:: EXCERPTED PASSAGE ::
--- --- ---

Management defends itself by stating that it did not engage in “dilatory or delay tactics”.  Consider the issue of whether only Senior Managers would have to be present when employees arrived/departed, or whether Supervisory Passport Specialists could do the job.  Management had initially claimed that only the five Senior Managers could fulfill this duty.  Considering the nature of their jobs, the 1997 memo referenced by Management specifically called for delegating down (i.e., having a GS-12 fill in for a GS-13), and the fact that the Supervisors were GS-12’s and the Customer Service Manager, Adjudication Manager, and Fraud Program Manger positions were all GS-12/13 positions, it did not make any sense to the Union why Management would have such a restrictive policy.  Headquarters Management issued a clarification on this issue on May 7, 2003, but this was not shared with the Union.  The parties met on May 8, 2003 for a Union/Management Council meeting to discuss the proposed changes by Management.  Management explained that of the five senior managers, two had to start at 8:30 AM for childcare reasons, one already arrived at 6:15 AM, and the other two could not start earlier since they needed to be present at the end of the day.  The parties met a second time on May 15, 2003, and the Union asked if the GS-12’s “could be considered acting [GS-]13’s” (Attachment GG/K2), and Management referred to the memo from Headquarters.  Only after the Union essentially pleaded with Management to check with Headquarters did Management reluctantly agree to do so.  On May 21, 2003, a bargaining unit employee anonymously handed the Union a copy of the May 7, 2003 memo that was found on the fax machine.  During the May 27, 2003 bargaining session, Management only vaguely acknowledged that GS-12’s may open/close the agency, and did not provide the May 7, 2003 answer to the Union.  That May 7, 2003 memo was finally given to the Union on June 26, 2003, when it was included in an email from the Regional Director to the entire office.  The Union had a legitimate question, and the answer would have relieved the pressure on the issue to some extent by raising the number of Management officials who could satisfy Management’s policy from five to nine.  But the Union was not given the answer to this important question in a timely fashion.

--- --- ---

:: LISTING ::
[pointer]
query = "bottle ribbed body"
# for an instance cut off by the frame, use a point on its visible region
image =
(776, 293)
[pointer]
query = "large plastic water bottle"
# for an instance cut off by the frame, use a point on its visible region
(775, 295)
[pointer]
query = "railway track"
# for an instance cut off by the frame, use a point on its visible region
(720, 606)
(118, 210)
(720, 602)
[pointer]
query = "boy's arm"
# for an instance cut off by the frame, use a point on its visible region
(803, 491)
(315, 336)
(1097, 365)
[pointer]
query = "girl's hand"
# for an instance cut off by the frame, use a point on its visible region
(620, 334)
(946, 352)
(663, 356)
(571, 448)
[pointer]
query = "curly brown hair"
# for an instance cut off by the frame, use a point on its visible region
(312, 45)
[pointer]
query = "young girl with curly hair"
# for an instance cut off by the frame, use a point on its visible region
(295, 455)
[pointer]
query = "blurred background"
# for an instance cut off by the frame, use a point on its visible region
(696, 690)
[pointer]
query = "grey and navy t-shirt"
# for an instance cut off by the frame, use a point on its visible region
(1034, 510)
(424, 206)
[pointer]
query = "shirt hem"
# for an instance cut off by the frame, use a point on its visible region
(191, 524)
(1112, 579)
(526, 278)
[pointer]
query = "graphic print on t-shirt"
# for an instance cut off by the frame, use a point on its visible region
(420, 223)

--- --- ---

:: EXERCISE PROMPT ::
Answer these questions from the excerpt on the dispute over the May 7, 2003 memo:
(a) On what date did the parties hold the Union/Management Council meeting?
(b) On May 21, 2003, how did the Union come to have a copy of the May 7, 2003 memo?
(c) According to the excerpt, the answer to the Union's question would have raised the number of Management officials who could satisfy Management's policy from what number to what number?
Rely only on the text.

:: TASK RESULT ::
(a) May 8, 2003.
(b) A bargaining unit employee anonymously handed the Union a copy that had been found on the fax machine.
(c) From five to nine.